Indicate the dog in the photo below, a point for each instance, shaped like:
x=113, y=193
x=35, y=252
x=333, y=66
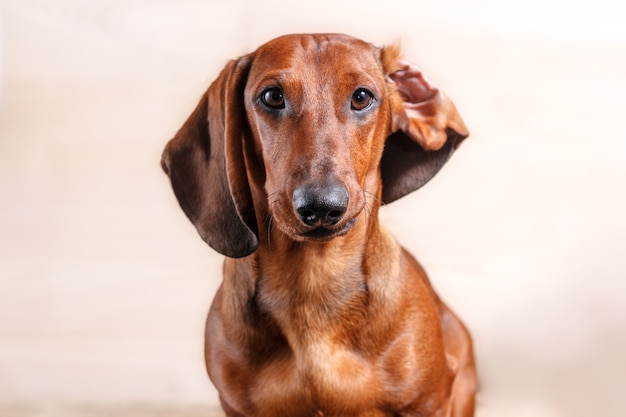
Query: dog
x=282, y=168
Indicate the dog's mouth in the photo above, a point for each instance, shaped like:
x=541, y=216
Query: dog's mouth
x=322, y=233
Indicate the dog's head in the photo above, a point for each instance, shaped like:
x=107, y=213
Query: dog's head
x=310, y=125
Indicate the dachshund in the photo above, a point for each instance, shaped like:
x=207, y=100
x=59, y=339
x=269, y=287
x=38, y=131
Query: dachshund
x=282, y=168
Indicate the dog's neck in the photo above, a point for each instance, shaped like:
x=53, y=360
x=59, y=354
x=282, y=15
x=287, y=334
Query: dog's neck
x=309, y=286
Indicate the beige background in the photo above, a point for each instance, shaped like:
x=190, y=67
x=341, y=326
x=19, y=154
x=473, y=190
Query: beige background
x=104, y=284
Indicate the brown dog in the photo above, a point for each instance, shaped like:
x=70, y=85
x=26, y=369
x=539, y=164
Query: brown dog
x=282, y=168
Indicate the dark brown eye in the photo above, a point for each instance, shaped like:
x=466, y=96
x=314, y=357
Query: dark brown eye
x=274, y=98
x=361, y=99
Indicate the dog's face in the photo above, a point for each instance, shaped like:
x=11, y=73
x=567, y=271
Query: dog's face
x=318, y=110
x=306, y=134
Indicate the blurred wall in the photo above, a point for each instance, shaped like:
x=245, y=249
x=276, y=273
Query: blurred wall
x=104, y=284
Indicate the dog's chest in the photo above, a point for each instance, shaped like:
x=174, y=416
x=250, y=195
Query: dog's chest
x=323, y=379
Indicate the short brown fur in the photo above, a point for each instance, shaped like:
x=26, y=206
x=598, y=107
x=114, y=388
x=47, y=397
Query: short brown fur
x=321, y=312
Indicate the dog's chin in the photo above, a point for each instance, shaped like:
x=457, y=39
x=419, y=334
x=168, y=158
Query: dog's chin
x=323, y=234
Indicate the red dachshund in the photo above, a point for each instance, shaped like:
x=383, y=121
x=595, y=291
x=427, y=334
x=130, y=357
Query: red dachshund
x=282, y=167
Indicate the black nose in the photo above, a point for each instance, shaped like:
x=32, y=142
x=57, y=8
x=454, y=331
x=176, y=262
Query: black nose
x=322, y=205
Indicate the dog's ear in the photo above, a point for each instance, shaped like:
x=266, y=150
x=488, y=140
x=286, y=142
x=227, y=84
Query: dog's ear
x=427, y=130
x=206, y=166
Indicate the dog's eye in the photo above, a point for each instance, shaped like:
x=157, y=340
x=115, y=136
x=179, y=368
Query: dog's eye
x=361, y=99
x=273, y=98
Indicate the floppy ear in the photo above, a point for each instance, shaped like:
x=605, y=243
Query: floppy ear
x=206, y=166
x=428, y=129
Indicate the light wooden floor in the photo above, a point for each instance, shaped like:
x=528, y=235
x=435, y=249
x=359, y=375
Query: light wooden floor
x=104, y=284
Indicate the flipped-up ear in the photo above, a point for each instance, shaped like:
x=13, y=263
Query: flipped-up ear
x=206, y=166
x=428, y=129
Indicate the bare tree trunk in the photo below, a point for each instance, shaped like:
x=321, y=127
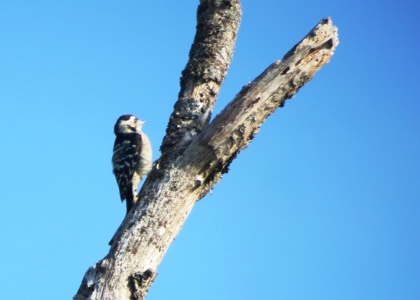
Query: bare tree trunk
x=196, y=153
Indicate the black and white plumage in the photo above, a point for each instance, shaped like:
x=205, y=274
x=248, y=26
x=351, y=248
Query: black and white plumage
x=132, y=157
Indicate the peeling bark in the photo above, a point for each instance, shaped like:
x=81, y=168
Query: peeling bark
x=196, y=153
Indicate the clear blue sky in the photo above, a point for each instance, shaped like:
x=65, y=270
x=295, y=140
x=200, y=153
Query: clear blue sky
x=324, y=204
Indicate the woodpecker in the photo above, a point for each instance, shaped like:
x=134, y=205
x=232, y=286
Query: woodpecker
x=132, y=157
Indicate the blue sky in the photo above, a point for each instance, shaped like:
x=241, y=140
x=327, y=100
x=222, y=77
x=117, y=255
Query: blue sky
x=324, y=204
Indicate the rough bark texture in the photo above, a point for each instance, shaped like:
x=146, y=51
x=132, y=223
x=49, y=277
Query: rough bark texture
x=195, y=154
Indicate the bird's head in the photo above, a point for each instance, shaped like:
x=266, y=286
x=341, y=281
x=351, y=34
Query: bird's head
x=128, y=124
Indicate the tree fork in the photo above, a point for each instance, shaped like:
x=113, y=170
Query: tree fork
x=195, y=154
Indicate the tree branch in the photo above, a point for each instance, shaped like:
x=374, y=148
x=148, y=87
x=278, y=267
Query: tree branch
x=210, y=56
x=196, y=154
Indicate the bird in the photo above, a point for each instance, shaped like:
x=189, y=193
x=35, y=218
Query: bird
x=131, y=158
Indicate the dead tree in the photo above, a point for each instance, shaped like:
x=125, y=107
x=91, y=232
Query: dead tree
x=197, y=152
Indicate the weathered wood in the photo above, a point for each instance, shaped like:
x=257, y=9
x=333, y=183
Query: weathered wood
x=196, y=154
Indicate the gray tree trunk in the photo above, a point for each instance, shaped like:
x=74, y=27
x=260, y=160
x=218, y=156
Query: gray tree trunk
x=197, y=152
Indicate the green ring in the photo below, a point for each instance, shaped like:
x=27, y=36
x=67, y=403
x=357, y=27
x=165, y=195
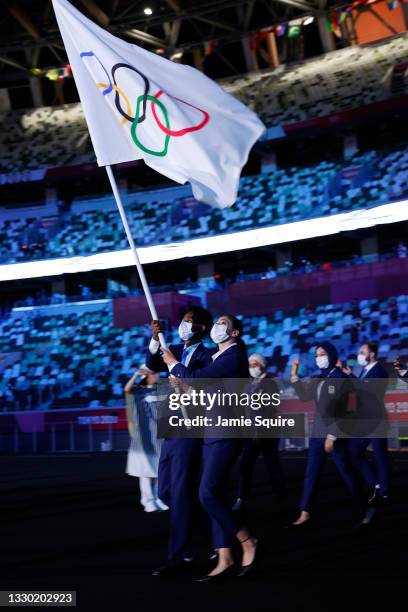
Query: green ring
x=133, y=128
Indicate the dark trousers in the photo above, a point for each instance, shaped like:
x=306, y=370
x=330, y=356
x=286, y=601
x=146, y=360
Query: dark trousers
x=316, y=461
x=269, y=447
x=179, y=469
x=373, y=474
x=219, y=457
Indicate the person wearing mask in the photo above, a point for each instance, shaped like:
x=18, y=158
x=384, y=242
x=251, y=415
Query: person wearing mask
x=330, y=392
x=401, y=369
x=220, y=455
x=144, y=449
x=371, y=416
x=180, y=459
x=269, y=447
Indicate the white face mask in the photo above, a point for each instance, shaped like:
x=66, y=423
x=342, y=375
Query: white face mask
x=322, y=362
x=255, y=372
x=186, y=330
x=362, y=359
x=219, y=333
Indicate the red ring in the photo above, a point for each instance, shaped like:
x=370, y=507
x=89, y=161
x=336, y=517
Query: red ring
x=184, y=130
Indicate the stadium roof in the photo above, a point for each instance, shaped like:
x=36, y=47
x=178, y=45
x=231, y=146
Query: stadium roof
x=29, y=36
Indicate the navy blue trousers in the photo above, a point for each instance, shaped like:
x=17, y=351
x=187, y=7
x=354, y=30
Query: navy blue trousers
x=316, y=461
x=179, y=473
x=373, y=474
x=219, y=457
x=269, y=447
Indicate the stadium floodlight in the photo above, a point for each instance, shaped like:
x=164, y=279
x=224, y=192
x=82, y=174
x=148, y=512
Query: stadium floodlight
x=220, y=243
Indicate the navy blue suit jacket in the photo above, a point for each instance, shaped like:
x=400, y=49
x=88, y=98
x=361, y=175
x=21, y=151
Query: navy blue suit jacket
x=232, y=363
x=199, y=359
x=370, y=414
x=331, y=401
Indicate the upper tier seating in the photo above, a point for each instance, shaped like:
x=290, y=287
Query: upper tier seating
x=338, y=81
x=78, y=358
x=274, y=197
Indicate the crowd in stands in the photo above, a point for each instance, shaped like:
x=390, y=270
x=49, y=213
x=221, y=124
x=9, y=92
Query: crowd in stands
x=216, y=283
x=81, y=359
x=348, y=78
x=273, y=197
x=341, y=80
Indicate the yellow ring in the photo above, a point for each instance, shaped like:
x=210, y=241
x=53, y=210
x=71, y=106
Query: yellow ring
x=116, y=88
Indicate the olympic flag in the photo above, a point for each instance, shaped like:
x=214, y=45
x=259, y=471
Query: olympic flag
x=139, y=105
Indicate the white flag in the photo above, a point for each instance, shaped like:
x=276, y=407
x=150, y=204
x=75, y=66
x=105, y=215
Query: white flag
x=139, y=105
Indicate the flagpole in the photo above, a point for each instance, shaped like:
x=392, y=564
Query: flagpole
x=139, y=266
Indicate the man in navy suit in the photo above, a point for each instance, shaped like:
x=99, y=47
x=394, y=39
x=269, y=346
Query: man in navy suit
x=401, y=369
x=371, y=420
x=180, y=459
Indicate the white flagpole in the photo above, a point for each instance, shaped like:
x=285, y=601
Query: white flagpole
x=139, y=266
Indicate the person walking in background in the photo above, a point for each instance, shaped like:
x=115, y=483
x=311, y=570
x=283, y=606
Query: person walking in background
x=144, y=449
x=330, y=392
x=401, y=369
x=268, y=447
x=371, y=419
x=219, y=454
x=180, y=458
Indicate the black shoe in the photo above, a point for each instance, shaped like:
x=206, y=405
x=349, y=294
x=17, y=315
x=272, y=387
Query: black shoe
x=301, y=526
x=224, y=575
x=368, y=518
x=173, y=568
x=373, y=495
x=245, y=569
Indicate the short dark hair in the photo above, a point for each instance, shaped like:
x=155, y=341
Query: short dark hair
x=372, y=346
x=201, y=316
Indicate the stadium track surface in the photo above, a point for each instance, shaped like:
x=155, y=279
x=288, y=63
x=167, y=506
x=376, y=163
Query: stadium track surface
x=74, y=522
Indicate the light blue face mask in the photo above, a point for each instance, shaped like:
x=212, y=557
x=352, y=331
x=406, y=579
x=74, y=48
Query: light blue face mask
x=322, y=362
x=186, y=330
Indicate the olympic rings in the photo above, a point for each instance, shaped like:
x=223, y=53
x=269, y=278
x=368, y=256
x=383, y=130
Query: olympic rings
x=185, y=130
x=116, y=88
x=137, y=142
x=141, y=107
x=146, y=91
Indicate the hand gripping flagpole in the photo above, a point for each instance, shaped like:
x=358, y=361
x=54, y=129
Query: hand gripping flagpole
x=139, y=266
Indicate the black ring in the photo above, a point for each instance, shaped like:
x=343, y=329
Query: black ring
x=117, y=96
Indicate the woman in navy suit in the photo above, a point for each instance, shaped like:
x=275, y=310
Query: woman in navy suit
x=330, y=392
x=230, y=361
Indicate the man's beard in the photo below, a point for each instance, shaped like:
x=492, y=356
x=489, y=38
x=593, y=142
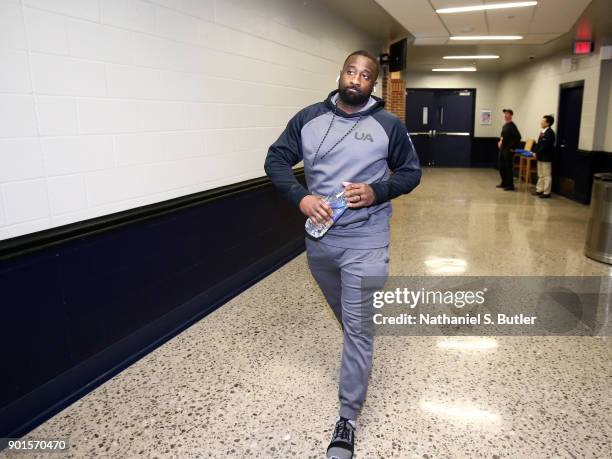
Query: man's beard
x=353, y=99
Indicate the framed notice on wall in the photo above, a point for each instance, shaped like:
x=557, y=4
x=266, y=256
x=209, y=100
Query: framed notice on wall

### REQUIREMENT
Find and copy each line of the data where "framed" is present.

### TASK OUTPUT
Indicate the framed notice on wall in the photo above, a point for each instance, shaped like:
Query: framed notice on wall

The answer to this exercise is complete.